Alıntı »
· · · · ·
Kültür Sanat Edebiyat Şiir

aşka dair sizce ne demek, aşka dair size neyi çağrıştırıyor?

aşka dair terimi Bilhan Erden tarafından tarihinde eklendi

  • Handan Ocak
    Handan Ocak

    benligimize hakim olan en güçlü duygu menfaat. bu güçlü hissin altında ezilmeyecek his, duygu, düşünce yoktur zannimca.

    akif konuyu özetlemiş:

    ‘’aldanma insanların samimiyetine, menfaatleri için gelirler vecde, vaad etmeseydi allah cenneti o’na bile etmezlerdi secde.’’
    aşkına, ilgisine, sevgisine diye kelime değişikliği yaparak tekrar okuyabiliriz de.
· · · · ·
Görev » Aşka dair alıntıya göre benliğimize hâkim olan en güçlü duygu hangisidir?
· · · · ·
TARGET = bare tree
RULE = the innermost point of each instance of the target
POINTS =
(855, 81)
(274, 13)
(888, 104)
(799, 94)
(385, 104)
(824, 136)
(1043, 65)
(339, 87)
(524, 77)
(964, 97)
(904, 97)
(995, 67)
· · · · ·
Yanıt » Benliğimize hâkim olan en güçlü duygu menfaattir.